───── Provided records

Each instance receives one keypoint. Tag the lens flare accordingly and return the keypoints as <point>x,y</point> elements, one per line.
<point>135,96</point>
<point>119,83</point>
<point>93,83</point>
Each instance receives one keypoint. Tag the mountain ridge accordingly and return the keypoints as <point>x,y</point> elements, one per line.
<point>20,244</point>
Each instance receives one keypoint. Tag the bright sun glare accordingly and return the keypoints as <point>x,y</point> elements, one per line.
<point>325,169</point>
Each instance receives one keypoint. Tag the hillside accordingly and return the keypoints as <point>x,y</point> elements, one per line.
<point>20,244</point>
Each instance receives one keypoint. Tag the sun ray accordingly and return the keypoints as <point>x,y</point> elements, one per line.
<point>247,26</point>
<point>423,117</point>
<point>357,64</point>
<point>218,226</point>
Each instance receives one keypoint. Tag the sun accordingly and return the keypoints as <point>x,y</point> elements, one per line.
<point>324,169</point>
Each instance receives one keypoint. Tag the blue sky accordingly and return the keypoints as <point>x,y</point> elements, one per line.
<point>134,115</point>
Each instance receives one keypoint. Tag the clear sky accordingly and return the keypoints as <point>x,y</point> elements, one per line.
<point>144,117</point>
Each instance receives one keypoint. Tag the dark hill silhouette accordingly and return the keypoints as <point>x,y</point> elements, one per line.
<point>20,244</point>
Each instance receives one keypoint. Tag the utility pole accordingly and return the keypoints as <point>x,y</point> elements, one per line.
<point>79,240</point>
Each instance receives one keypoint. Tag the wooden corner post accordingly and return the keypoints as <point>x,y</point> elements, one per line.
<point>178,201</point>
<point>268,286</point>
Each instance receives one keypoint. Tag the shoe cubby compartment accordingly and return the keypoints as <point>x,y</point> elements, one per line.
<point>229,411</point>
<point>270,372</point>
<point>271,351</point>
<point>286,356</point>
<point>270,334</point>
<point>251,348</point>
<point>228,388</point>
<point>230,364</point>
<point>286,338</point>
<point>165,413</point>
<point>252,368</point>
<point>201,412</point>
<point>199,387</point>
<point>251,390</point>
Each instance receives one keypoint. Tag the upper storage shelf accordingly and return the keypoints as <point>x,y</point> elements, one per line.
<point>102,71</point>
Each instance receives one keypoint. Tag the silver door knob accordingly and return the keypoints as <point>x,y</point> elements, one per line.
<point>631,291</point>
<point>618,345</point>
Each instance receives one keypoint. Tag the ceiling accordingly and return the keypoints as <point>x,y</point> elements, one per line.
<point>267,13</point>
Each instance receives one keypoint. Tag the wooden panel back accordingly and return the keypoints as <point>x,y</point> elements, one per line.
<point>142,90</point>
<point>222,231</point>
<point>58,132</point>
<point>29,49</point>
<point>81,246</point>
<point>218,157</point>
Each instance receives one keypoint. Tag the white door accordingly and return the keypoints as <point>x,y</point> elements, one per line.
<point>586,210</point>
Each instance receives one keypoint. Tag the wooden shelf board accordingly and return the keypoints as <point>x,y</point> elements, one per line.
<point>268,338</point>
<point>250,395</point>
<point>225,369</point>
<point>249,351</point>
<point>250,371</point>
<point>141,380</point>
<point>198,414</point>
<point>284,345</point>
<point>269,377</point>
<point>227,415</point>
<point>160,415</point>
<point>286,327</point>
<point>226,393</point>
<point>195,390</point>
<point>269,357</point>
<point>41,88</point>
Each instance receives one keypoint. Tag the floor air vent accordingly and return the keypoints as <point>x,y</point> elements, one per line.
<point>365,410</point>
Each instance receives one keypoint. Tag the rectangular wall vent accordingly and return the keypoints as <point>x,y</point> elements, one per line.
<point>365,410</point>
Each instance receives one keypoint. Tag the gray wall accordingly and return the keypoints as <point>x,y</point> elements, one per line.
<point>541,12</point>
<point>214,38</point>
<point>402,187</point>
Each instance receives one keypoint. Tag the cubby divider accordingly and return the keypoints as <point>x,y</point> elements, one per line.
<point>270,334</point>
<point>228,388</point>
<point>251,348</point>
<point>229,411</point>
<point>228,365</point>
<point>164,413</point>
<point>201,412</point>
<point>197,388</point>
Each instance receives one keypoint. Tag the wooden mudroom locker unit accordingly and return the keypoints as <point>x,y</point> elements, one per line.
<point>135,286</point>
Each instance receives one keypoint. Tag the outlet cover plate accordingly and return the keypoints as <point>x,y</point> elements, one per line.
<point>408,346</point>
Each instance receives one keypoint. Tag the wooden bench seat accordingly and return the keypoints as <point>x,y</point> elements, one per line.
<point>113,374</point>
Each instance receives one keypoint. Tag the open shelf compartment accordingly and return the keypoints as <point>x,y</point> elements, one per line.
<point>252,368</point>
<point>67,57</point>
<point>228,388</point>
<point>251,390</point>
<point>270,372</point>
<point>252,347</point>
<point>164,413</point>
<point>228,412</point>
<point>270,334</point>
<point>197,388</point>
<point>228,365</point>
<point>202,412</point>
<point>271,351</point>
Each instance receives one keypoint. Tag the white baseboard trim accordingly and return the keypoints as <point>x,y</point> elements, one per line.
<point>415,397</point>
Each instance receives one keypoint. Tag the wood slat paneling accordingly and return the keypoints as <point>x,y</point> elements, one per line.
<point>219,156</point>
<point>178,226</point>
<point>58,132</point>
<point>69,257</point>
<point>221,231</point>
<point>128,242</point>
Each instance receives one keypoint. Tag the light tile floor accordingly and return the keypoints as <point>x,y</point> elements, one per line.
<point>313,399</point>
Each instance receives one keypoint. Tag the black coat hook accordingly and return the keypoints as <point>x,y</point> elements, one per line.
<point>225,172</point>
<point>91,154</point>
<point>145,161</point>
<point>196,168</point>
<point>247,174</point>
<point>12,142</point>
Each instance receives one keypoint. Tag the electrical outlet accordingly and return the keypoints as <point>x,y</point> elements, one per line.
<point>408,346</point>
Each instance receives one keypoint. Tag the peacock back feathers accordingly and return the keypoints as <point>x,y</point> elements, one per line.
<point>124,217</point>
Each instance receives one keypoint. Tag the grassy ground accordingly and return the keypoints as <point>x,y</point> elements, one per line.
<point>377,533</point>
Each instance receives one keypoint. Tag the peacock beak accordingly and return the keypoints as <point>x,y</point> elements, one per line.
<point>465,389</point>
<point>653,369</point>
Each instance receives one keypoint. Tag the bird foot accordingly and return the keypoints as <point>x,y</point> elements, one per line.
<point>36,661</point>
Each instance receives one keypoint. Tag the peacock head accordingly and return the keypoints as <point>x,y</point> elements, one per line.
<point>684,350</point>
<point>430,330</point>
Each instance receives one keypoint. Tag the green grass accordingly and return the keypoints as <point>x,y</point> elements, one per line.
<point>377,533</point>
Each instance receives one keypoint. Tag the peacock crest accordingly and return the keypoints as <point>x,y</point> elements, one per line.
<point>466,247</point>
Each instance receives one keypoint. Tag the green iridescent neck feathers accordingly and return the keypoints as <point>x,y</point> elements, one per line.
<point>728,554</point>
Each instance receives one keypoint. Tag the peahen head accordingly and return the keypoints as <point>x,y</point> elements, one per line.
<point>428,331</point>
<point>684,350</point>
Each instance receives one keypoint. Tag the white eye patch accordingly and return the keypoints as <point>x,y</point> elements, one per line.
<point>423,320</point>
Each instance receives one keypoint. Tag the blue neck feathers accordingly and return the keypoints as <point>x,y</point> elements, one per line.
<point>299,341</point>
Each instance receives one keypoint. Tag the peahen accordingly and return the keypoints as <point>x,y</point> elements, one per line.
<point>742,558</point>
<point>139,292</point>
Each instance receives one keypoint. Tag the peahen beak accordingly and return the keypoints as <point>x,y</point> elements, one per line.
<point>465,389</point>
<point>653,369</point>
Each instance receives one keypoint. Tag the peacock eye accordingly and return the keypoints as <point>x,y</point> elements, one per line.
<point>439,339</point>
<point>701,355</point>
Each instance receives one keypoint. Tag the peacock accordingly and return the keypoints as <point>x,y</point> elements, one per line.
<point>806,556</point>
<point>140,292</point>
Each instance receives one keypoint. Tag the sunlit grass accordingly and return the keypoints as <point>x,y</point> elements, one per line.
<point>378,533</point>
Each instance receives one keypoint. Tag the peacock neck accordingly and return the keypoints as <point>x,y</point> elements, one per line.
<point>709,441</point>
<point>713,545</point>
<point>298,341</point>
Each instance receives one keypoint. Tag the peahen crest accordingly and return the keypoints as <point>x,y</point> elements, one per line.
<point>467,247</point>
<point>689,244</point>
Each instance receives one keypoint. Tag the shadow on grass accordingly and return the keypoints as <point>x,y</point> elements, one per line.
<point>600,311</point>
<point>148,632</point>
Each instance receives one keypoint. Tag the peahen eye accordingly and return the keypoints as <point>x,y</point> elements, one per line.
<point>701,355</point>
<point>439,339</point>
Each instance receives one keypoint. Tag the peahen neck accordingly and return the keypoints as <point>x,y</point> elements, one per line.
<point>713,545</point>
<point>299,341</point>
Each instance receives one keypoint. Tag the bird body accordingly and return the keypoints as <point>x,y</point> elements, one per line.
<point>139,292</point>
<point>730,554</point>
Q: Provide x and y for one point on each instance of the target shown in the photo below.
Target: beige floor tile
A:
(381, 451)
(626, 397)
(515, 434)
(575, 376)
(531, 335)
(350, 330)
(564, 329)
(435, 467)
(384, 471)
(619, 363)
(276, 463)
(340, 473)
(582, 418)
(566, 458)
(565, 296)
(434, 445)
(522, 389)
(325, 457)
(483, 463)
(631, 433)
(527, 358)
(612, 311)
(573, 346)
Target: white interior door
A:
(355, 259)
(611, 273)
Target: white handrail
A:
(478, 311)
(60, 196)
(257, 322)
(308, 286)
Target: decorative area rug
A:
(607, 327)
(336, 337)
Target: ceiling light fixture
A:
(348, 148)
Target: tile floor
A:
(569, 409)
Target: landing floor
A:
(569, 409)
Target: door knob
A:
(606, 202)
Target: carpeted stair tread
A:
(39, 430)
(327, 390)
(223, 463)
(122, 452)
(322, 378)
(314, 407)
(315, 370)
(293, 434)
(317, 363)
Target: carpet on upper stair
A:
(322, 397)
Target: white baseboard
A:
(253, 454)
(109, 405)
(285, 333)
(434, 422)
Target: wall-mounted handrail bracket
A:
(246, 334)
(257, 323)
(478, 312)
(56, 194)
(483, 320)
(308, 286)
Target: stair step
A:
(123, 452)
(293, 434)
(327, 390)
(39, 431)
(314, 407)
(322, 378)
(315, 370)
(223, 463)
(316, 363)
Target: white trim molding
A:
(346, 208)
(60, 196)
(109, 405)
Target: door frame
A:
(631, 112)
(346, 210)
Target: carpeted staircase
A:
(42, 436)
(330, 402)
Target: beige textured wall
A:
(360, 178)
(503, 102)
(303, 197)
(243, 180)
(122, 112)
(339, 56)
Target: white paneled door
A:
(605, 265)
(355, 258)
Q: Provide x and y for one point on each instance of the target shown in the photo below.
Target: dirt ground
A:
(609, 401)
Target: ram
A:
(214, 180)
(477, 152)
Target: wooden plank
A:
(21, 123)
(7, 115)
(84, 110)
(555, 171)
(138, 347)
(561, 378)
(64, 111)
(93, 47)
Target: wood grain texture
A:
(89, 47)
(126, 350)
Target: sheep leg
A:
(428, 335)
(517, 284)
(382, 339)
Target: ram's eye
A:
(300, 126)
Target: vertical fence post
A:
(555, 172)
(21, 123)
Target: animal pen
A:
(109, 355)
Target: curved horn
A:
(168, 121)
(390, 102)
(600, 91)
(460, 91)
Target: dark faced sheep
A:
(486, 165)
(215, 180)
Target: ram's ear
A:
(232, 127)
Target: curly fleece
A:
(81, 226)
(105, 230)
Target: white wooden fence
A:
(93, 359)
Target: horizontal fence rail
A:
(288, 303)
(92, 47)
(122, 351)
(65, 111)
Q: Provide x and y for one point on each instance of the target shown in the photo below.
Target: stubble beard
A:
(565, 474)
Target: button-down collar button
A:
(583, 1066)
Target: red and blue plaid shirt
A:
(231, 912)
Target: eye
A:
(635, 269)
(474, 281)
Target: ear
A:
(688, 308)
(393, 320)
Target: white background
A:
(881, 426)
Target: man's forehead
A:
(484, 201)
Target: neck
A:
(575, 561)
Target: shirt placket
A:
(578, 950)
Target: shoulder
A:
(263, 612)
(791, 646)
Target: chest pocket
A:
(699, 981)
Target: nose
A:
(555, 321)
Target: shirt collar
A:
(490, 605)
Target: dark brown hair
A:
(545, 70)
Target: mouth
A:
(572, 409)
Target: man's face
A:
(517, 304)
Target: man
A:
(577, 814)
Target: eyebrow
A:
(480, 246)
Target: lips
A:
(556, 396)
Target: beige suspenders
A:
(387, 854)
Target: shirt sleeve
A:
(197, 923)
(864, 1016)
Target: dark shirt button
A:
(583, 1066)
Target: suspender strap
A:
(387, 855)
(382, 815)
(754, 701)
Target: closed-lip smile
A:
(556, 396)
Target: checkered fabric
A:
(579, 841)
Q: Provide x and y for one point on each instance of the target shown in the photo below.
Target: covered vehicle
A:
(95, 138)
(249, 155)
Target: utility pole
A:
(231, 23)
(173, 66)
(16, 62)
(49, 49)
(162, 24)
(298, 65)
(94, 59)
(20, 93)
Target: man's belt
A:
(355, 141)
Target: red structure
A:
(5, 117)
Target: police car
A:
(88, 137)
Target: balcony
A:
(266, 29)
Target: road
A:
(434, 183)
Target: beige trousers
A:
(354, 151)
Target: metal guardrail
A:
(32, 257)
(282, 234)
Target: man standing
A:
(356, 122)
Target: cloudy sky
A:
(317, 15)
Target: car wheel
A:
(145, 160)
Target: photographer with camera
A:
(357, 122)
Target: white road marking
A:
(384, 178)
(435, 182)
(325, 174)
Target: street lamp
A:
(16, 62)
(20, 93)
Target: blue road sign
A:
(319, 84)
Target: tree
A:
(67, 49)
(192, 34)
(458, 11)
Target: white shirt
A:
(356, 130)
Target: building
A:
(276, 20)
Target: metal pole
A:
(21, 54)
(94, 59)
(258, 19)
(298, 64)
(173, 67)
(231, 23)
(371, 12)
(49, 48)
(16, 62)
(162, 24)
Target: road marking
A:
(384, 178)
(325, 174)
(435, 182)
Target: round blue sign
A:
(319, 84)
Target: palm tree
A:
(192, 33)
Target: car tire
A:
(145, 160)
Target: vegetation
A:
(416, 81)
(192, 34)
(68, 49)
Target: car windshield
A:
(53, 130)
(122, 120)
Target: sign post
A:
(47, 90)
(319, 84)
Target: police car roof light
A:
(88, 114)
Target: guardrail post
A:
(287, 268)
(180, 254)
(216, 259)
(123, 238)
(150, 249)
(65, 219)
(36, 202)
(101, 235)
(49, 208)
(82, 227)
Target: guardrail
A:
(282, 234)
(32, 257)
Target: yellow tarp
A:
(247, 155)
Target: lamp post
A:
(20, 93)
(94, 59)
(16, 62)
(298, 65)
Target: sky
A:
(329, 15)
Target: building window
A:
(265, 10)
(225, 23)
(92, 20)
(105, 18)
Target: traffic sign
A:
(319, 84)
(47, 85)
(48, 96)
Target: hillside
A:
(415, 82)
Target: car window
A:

──────────

Go through the records above and, whenever a line includes the word "handrail", copy it.

→ Answer section:
Target: white handrail
Target: wall-mounted handrail bracket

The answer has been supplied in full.